--- START ---

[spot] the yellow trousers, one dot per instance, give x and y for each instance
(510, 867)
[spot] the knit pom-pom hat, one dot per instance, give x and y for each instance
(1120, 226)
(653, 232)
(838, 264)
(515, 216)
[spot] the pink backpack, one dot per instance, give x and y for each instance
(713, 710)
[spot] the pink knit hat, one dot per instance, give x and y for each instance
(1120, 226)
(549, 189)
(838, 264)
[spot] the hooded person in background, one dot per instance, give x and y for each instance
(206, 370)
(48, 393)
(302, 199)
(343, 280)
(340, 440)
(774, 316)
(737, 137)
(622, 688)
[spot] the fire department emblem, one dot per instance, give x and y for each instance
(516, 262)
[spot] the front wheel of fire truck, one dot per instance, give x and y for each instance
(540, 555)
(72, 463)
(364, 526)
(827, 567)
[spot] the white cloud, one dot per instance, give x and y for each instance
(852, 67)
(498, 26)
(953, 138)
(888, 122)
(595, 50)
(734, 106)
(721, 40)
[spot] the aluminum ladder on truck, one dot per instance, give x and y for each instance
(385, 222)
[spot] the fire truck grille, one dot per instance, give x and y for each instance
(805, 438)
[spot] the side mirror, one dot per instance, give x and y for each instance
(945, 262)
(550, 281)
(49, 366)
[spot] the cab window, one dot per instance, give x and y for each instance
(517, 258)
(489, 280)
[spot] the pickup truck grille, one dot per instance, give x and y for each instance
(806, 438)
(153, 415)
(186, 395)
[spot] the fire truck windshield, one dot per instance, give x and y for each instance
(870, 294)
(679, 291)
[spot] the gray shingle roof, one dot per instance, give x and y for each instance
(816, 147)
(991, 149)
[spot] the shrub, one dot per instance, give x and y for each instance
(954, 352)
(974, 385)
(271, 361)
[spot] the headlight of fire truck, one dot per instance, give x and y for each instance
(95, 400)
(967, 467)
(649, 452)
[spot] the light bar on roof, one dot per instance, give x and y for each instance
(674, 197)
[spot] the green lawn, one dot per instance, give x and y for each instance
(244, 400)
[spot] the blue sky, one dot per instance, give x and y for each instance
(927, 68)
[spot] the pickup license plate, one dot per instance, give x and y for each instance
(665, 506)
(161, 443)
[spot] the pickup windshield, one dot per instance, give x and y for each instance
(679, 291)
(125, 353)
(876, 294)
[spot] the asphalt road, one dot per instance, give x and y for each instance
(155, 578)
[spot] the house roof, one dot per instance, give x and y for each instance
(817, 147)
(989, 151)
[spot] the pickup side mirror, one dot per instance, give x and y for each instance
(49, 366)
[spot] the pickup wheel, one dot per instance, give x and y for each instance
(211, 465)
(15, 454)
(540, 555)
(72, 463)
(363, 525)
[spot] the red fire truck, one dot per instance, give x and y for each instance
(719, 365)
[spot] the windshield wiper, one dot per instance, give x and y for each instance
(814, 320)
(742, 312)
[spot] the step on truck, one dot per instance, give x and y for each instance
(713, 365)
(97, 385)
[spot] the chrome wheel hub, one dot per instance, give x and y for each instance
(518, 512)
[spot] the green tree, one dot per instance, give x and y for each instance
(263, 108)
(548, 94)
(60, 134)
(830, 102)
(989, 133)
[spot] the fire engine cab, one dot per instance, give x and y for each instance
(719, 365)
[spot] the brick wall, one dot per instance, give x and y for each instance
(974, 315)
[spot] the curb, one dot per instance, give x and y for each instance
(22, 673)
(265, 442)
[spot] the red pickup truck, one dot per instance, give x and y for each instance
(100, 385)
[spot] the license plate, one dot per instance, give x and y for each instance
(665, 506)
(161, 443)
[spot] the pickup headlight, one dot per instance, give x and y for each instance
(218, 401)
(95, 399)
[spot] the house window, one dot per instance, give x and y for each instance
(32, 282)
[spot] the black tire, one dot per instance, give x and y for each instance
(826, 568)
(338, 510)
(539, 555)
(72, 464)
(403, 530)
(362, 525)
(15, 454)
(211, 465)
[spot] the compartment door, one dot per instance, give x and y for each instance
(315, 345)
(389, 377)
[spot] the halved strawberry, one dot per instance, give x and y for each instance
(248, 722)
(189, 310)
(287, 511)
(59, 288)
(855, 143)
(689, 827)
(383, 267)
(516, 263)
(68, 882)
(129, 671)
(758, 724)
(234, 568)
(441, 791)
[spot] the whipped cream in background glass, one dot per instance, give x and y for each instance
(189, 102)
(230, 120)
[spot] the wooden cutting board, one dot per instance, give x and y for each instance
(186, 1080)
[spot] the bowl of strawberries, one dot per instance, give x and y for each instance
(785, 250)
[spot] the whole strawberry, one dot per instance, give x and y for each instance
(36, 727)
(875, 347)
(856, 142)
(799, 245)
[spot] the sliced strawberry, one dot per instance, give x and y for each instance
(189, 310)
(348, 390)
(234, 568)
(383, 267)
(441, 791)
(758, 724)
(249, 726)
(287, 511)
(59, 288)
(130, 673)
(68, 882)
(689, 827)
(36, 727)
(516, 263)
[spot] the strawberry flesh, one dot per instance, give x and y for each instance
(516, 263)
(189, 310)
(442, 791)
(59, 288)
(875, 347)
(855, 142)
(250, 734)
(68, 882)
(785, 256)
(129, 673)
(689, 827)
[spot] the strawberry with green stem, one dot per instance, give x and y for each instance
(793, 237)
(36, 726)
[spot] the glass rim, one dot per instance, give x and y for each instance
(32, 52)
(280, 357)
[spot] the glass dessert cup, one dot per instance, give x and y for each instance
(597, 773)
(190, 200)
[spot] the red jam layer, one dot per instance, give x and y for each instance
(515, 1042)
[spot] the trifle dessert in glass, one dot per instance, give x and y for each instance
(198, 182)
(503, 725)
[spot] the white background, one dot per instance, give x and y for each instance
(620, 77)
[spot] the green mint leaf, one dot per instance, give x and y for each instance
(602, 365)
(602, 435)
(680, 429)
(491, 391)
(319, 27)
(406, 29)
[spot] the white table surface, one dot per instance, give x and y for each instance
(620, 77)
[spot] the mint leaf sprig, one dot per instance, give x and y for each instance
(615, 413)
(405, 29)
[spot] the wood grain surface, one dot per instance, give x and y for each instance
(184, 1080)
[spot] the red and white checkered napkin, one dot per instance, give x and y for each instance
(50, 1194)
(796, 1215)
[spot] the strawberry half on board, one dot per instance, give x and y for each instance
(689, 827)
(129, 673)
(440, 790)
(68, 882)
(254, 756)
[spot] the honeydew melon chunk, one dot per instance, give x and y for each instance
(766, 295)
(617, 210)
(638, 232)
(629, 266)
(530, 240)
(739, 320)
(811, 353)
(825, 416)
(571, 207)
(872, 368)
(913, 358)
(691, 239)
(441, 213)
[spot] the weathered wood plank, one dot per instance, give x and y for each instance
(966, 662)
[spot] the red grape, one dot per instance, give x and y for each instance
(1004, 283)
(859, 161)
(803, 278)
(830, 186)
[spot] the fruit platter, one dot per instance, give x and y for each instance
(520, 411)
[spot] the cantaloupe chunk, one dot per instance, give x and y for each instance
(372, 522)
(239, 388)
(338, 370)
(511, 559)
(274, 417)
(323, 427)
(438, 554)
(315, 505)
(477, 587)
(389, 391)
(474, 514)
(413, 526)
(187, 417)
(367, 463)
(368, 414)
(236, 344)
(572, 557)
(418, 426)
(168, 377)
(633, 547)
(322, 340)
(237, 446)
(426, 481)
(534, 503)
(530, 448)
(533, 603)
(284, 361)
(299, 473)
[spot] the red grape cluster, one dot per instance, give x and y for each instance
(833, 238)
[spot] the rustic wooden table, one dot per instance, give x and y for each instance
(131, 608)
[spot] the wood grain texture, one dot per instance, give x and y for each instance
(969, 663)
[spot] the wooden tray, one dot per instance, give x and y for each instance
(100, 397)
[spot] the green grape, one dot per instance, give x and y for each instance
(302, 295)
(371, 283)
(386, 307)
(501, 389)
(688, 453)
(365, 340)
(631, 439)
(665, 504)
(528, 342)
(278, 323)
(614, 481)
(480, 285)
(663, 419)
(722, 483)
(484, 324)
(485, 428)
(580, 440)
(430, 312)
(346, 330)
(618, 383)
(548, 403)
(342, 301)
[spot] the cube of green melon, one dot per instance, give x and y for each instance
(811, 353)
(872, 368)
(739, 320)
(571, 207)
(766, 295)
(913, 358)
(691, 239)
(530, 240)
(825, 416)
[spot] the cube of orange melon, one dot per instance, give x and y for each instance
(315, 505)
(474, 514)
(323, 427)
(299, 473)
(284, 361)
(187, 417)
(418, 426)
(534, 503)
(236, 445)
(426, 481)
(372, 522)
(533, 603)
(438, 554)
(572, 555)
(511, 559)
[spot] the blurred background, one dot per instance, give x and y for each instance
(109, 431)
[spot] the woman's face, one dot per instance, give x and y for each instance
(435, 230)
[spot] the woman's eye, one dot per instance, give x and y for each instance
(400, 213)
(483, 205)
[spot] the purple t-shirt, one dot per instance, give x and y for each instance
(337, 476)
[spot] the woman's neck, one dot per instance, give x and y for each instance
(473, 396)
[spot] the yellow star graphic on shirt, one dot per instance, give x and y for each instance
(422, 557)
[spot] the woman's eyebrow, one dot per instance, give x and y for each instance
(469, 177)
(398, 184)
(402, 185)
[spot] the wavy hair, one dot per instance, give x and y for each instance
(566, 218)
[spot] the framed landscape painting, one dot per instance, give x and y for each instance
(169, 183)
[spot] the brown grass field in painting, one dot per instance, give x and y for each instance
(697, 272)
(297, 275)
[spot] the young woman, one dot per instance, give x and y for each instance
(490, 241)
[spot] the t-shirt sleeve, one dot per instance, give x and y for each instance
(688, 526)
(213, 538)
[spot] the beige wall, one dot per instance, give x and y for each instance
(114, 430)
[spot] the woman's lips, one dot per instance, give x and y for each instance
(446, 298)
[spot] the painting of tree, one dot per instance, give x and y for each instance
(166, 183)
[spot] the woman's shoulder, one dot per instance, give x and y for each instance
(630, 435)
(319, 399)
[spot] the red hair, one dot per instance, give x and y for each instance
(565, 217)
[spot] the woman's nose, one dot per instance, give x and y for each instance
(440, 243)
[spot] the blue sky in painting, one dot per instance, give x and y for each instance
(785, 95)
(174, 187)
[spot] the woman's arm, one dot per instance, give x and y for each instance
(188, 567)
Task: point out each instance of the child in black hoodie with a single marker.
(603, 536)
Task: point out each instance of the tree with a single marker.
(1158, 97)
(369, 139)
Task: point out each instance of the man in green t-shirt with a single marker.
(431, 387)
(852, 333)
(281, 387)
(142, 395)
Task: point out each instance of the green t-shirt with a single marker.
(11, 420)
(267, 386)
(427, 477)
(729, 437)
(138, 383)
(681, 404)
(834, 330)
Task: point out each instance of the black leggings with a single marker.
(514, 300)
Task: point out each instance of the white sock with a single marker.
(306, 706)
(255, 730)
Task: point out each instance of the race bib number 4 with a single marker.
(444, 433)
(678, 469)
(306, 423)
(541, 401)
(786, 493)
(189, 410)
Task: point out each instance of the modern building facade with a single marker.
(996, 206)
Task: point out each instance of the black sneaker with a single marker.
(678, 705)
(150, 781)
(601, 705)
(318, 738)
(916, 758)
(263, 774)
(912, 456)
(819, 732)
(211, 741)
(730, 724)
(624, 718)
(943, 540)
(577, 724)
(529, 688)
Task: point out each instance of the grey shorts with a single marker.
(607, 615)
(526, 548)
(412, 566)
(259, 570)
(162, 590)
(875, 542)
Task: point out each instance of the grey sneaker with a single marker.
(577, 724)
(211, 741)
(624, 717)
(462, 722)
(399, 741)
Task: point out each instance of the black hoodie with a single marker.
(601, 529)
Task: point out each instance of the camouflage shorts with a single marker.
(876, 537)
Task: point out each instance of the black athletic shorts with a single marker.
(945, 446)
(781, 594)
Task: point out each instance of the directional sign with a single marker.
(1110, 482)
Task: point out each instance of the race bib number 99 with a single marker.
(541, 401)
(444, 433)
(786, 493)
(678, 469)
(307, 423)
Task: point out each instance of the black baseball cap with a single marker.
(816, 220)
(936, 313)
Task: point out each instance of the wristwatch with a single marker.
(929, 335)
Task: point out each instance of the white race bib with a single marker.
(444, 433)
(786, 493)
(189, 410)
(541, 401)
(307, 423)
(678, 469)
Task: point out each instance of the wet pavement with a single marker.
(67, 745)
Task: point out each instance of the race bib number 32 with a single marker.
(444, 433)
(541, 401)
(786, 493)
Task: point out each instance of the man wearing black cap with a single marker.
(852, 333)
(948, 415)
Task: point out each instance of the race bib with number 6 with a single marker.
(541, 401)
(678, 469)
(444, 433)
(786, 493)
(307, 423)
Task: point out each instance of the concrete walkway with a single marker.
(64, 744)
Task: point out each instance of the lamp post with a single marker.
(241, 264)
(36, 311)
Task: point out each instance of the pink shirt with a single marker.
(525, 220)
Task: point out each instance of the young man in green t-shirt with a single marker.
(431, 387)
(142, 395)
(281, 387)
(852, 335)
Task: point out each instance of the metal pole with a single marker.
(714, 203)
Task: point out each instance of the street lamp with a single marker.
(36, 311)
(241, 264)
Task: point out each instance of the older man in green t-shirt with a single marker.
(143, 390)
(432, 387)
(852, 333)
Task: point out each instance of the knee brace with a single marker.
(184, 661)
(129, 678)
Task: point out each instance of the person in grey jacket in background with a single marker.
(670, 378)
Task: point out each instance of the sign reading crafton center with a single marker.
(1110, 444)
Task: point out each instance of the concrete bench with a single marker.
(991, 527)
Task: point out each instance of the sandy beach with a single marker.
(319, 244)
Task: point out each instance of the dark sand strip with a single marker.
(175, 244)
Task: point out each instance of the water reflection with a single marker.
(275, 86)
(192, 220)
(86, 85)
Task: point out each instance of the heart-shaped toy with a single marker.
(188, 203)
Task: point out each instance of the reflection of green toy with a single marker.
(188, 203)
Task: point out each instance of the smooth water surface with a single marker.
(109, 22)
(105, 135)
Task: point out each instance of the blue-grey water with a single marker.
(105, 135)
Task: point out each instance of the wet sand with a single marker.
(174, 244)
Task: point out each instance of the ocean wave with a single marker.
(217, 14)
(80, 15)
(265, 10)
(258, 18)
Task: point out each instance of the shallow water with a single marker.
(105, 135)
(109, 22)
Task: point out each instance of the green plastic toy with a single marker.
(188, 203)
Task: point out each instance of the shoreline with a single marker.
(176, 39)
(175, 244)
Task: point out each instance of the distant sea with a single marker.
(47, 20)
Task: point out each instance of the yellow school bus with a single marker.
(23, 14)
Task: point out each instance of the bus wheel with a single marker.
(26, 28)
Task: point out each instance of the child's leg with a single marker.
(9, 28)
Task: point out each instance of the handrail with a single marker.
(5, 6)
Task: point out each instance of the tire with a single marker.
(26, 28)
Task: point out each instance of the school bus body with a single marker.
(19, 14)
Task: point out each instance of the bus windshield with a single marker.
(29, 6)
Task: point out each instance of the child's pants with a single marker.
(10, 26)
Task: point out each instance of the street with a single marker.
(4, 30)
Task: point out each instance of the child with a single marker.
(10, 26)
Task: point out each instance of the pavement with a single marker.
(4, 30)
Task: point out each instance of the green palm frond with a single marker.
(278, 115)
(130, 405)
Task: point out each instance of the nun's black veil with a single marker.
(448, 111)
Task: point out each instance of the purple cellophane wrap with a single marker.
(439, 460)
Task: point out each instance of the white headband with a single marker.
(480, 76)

--- END ---

Brief: What is wanted is an exact repeat of the lines from the one with "Task: point out each instance of the purple" through the last line of the listing above, and no other text.

Solution to this problem:
Task: point out each instance of the purple cellophane wrap with a single marker.
(439, 460)
Task: point out each instance of the white headband with a single marker.
(480, 76)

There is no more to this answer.